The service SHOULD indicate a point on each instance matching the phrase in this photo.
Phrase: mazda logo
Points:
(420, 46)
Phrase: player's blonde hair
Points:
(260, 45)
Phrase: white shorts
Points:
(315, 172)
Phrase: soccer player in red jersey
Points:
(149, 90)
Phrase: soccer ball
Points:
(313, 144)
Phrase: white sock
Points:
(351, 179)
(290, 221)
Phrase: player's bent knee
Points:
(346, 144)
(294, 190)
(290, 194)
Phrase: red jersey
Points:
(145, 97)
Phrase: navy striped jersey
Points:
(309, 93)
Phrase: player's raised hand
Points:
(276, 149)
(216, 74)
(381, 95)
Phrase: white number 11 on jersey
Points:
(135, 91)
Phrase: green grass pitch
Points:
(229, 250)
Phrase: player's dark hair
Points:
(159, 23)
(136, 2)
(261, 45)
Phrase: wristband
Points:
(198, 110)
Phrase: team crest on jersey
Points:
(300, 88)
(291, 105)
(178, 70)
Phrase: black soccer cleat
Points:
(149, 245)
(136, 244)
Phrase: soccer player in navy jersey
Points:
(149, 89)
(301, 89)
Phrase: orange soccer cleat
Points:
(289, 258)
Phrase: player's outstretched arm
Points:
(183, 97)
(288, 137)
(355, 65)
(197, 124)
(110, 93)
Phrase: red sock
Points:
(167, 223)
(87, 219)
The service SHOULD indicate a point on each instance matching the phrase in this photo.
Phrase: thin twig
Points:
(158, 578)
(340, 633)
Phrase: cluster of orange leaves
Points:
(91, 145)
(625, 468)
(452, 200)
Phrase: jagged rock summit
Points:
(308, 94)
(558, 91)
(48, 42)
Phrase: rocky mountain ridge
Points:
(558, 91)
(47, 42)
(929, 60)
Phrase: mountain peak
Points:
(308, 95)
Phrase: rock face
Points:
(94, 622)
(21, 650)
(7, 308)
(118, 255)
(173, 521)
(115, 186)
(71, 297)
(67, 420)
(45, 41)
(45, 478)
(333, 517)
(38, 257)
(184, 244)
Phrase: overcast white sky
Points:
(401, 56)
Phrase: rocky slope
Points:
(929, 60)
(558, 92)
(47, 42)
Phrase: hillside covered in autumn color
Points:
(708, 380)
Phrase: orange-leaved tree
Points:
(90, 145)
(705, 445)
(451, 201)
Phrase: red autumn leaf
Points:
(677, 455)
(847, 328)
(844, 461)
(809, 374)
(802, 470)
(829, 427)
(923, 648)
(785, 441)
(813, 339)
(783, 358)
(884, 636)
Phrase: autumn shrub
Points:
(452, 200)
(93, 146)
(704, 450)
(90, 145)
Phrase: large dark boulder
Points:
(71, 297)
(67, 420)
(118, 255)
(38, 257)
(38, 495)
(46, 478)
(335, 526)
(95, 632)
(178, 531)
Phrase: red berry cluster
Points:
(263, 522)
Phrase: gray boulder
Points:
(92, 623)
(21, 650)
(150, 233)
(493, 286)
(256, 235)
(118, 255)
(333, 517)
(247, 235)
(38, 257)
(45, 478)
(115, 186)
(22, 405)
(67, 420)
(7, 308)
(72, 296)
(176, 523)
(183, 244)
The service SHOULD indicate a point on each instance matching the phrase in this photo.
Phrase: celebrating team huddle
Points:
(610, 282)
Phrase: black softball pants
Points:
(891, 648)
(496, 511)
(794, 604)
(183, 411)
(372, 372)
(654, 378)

_ _ _ _ _ _ _

* Exercise prompt
Reproduce all of the records above line by line, without altering any character and keeping the original order.

* Exercise output
The service SHOULD indicate a point on each instance matching the phrase in this photo.
Phrase: mazda logo
Points:
(420, 46)
Phrase: player's blonde hair
Points:
(260, 45)
Phrase: white shorts
Points:
(315, 172)
Phrase: soccer player in red jersey
Points:
(149, 90)
Phrase: soccer ball
Points:
(313, 144)
Phrase: white sock
Points:
(351, 179)
(290, 221)
Phrase: player's bent knee
Points:
(346, 144)
(294, 190)
(290, 194)
Phrase: red jersey
Points:
(145, 97)
Phrase: navy striped jersey
Points:
(309, 93)
Phrase: player's raised hand
Points:
(276, 149)
(216, 74)
(381, 95)
Phrase: white number 11 on jersey
Points:
(135, 91)
Phrase: green grass pitch
Points:
(229, 250)
Phrase: player's dark hair
Points:
(159, 23)
(136, 2)
(261, 45)
Phrase: wristband
Points:
(198, 110)
Phrase: team crest on jersey
Points:
(300, 88)
(291, 105)
(178, 70)
Phrase: black soccer cleat
Points:
(149, 245)
(136, 244)
Phrase: soccer player in navy jersey
Points:
(149, 89)
(301, 89)
Phrase: orange soccer cleat
Points:
(289, 258)
Phrase: player's outstretched arm
Points:
(183, 97)
(288, 137)
(355, 65)
(197, 124)
(110, 93)
Phrase: red sock
Points:
(167, 223)
(87, 219)
The service SHOULD indicate a point on each instance matching the phrase in this photo.
Phrase: thin twig
Points:
(158, 578)
(340, 633)
Phrase: cluster of orange leaves
Points:
(91, 145)
(625, 468)
(452, 200)
Phrase: jagged rock summit
Points:
(308, 94)
(558, 91)
(48, 42)
Phrase: rocky mountain ridge
Points:
(558, 91)
(47, 42)
(929, 60)
Phrase: mountain peak
Points:
(308, 95)
Phrase: rock face
Points:
(94, 622)
(21, 650)
(7, 308)
(118, 255)
(173, 521)
(115, 186)
(71, 297)
(67, 420)
(45, 41)
(45, 478)
(333, 517)
(38, 257)
(184, 244)
Phrase: overcast white sky
Points:
(401, 56)
Phrase: rocky slope
Points:
(929, 60)
(558, 92)
(47, 42)
Phrase: hillside covered in autumn color
Points:
(708, 380)
Phrase: orange-leaved tree
Points:
(90, 145)
(705, 445)
(451, 201)
Phrase: red autumn leaf
Points:
(677, 455)
(847, 328)
(844, 461)
(809, 374)
(802, 470)
(829, 427)
(923, 648)
(785, 441)
(813, 339)
(783, 358)
(884, 636)
Phrase: autumn shrub
Points:
(452, 200)
(93, 146)
(704, 450)
(90, 145)
Phrase: large dark boulder
Points:
(71, 297)
(67, 420)
(118, 255)
(38, 257)
(38, 495)
(46, 478)
(335, 526)
(95, 632)
(178, 531)
Phrase: red berry cluster
Points:
(263, 522)
Phrase: gray boulder
Points:
(92, 623)
(21, 650)
(150, 233)
(493, 286)
(256, 235)
(118, 255)
(333, 517)
(247, 235)
(38, 257)
(45, 478)
(115, 186)
(22, 405)
(67, 420)
(7, 308)
(72, 296)
(176, 523)
(183, 244)
The service SHOULD indicate a point on each instance matching the phrase in this photo.
Phrase: celebrating team huddle
Points:
(610, 282)
Phrase: black softball pants
Points:
(891, 648)
(496, 511)
(794, 604)
(183, 411)
(372, 372)
(654, 378)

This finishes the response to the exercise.